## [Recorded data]
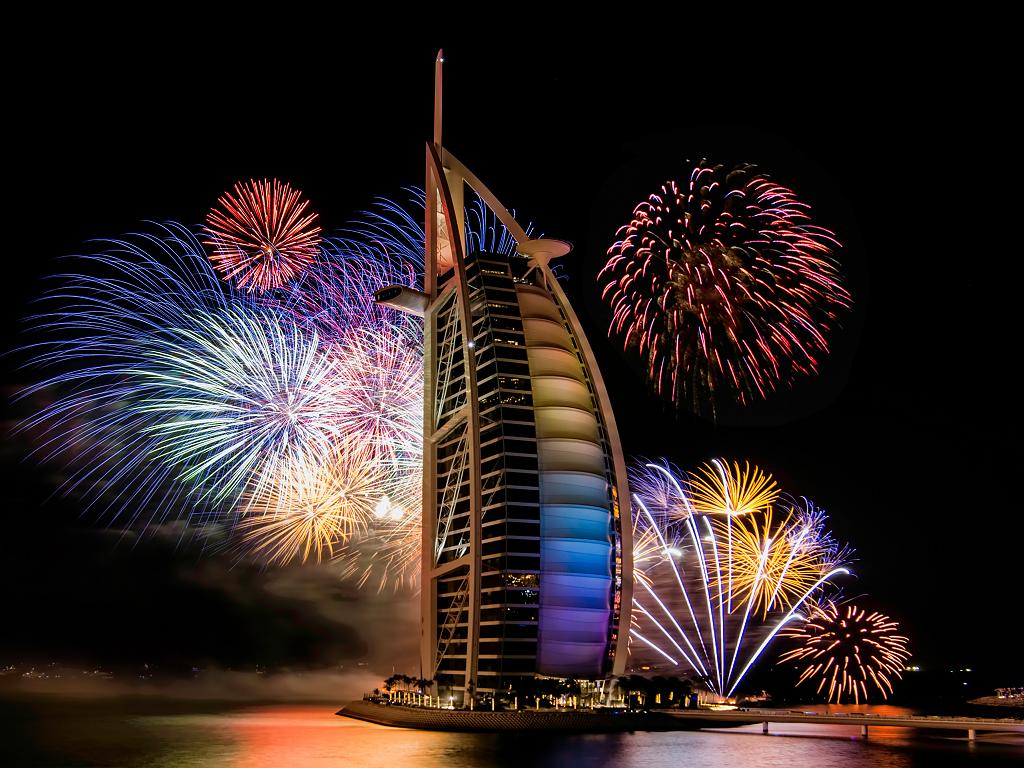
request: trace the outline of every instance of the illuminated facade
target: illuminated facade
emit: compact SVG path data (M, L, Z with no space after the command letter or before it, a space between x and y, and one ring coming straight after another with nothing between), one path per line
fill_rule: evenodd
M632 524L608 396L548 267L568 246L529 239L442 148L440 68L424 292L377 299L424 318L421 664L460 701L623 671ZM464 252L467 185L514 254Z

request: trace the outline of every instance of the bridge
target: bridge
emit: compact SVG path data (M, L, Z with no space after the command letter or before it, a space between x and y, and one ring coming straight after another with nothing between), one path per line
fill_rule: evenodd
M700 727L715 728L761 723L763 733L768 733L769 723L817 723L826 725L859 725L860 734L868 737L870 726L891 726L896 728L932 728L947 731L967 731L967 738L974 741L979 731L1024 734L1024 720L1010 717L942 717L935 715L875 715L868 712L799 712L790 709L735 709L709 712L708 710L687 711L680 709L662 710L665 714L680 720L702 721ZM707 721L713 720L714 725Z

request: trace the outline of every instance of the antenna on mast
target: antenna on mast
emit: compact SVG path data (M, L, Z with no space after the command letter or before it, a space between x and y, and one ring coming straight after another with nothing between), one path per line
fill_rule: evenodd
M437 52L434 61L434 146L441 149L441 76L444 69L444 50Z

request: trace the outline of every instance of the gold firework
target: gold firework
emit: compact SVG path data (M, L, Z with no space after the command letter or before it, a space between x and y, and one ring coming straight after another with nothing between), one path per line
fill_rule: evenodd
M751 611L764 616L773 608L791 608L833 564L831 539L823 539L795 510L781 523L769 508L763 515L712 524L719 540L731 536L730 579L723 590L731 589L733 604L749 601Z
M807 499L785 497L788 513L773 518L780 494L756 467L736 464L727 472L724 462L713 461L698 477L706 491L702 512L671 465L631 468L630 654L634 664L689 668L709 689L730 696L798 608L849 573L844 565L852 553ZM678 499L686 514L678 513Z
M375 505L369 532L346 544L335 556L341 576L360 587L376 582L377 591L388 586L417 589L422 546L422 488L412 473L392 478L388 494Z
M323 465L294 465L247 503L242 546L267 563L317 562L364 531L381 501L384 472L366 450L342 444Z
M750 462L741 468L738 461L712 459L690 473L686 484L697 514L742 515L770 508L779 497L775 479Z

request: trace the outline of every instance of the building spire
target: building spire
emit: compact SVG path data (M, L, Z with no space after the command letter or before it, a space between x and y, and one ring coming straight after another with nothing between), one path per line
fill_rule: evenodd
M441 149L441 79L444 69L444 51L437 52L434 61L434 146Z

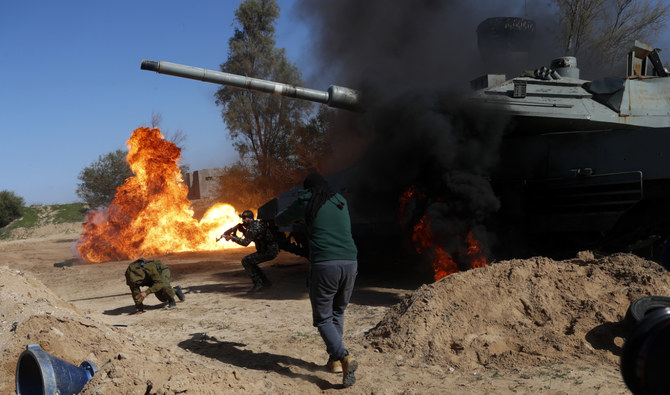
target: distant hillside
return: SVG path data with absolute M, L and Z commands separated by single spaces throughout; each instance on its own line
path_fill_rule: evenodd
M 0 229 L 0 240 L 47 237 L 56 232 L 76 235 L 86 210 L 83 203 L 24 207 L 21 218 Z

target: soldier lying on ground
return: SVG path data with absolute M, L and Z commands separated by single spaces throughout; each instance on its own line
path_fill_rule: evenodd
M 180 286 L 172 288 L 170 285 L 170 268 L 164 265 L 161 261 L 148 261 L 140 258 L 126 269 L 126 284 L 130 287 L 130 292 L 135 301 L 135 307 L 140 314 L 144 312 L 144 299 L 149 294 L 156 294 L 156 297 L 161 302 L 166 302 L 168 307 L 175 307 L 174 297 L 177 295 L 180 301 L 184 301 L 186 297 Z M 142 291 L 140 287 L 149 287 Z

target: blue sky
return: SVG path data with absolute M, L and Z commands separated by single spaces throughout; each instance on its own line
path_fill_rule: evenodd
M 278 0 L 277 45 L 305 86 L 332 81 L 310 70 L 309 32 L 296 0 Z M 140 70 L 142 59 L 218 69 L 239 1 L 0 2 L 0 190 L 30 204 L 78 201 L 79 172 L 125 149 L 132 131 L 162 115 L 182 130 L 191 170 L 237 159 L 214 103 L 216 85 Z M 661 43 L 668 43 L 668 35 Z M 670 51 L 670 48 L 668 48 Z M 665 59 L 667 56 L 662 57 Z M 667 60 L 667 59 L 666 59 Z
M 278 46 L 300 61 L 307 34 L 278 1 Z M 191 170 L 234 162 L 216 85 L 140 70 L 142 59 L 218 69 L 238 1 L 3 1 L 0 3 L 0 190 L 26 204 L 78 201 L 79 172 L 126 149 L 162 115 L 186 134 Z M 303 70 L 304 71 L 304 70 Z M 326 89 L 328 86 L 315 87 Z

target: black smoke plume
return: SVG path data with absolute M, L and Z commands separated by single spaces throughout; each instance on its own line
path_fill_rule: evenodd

## [What to work on]
Check each line above for the string "mast", then copy the ones that have it.

## [Result for this exercise]
request: trace the outline of every instance of the antenna on mast
target: antenna on mast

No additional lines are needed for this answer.